### Required task
Reproduce the following entries verbatim, line by line, with nothing changed or left out.
★ ★ ★
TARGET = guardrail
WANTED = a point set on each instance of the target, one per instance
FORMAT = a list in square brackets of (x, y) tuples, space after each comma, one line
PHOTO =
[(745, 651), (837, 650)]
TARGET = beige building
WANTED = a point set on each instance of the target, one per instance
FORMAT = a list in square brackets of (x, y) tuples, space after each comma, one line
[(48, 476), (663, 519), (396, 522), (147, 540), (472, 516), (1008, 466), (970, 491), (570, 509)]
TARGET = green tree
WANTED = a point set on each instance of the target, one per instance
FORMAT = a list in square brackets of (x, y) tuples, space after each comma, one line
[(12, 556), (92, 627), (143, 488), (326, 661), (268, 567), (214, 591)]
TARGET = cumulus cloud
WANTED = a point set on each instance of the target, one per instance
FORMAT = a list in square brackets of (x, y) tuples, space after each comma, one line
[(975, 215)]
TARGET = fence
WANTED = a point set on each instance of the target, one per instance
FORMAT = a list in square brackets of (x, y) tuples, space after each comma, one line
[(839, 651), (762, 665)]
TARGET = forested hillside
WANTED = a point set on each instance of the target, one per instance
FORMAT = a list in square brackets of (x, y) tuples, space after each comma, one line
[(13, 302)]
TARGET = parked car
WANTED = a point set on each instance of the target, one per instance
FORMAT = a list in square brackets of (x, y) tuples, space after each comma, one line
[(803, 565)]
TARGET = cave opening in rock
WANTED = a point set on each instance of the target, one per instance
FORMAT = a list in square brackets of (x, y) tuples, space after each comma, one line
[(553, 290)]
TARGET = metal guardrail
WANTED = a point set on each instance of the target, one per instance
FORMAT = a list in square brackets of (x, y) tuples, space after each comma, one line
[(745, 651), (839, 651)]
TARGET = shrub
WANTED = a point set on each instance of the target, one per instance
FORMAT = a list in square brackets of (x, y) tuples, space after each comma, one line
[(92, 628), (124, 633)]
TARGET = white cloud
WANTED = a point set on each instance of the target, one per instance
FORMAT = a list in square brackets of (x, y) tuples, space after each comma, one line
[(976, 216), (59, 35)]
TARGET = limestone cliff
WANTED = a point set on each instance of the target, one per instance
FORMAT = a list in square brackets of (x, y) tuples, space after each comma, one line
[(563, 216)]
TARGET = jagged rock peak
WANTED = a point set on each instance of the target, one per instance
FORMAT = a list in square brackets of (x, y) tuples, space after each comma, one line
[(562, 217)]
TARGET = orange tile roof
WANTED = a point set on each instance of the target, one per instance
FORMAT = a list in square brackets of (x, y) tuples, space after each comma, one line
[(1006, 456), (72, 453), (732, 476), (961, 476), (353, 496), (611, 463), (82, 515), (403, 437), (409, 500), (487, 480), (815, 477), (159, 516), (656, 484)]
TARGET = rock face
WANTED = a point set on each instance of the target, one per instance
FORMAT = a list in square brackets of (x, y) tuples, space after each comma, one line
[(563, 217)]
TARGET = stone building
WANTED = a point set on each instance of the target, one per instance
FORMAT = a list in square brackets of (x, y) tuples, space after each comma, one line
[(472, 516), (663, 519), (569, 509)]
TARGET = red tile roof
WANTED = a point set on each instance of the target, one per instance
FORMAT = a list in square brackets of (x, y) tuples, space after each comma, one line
★ ★ ★
### Full answer
TARGET = guardrail
WANTED = a point set on each instance of the target, one per instance
FORMAT = a list in square brackets of (x, y) tuples, space after each comma, one line
PHOTO =
[(745, 651), (837, 650)]
TARGET = beige building
WANTED = a point set on each instance of the target, one per instance
FORMAT = a list in square brackets of (x, y) tuples, space after each comma, one line
[(48, 476), (663, 519), (396, 522), (147, 540), (472, 516), (1008, 466), (970, 491), (570, 509)]
TARGET = green tree
WANTED = a point set on each instance of the target, one per instance
FORMAT = a list in square brackets of (x, y) tuples, space after each comma, one line
[(12, 556), (92, 627), (143, 488), (326, 661), (268, 567), (214, 591)]
TARGET = cumulus cloud
WANTED = a point set on each instance of the target, one per instance
FORMAT = a list in square brackets of (x, y) tuples, space after each comma, one line
[(975, 215)]
TARGET = fence
WANTED = a point set on each instance of the target, one per instance
FORMAT = a list in square brackets of (x, y) tuples, space after each comma, one line
[(839, 651), (762, 665)]
TARGET = forested hillside
WANTED = a point set on each instance of the target, one per instance
FORMAT = a list in square brackets of (x, y) tuples, space after each comma, one line
[(13, 302)]
TARGET = parked car
WANTED = a point set on each instance of the target, one per instance
FORMAT = a list in square brackets of (x, y) tuples, space after each comma, one line
[(803, 565)]
TARGET = cave opening in rock
WANTED = a point set on each instance of the target, one per instance
FORMAT = a list in square brackets of (x, y) tuples, space after each comma, one line
[(553, 290)]
TARGET = metal guardrail
WANTED = a point set on each instance of the target, one per instance
FORMAT = a list in square brackets of (x, y) tuples, space after each comma, one line
[(745, 651), (839, 651)]
TARGET = shrub
WANTED = a point set on each instance of the target, one per instance
FORMAT = a list in square brackets of (x, y) tuples, space after each comma, one line
[(92, 628), (124, 633)]
TARGET = white cloud
WANTED = a point set on each instance of the target, one per instance
FORMAT = a list in square brackets of (x, y) tuples, space after each comma, one line
[(976, 216), (59, 35)]
TARGET = limestone cliff
WANTED = a point set on each instance of the target, one per instance
FORMAT = a list in square brackets of (x, y) tuples, space after each comma, one line
[(563, 216)]
TARGET = jagged rock peak
WANTED = a point set on each instance of the target, one per instance
FORMAT = a list in square brackets of (x, y) tuples, space after each comma, one line
[(562, 217)]
TARGET = orange tile roof
WANTED = a point set on each instance of the target, one per instance
FORMAT = a list in square brackets of (x, y) tuples, space after each comma, one line
[(1006, 456), (72, 453), (732, 476), (961, 476), (353, 496), (611, 463), (82, 515), (403, 437), (409, 500), (487, 480), (815, 477), (159, 516), (656, 484)]
TARGET = rock face
WANTED = a point set on each instance of the target, one per instance
FORMAT = a list in square brackets of (x, y) tuples, space after each comma, one line
[(563, 217)]
TARGET = stone building
WANTED = a point set on each instance of the target, one per instance
FORMAT = a list in square brackets of (x, y) tuples, space after each comma, one line
[(472, 516), (663, 519), (569, 509)]
TARGET = red tile roof
WANTED = a point set on each instance of the target, one per instance
FORMAT = a list in square brackets of (x, y) tuples, space after each comma, one line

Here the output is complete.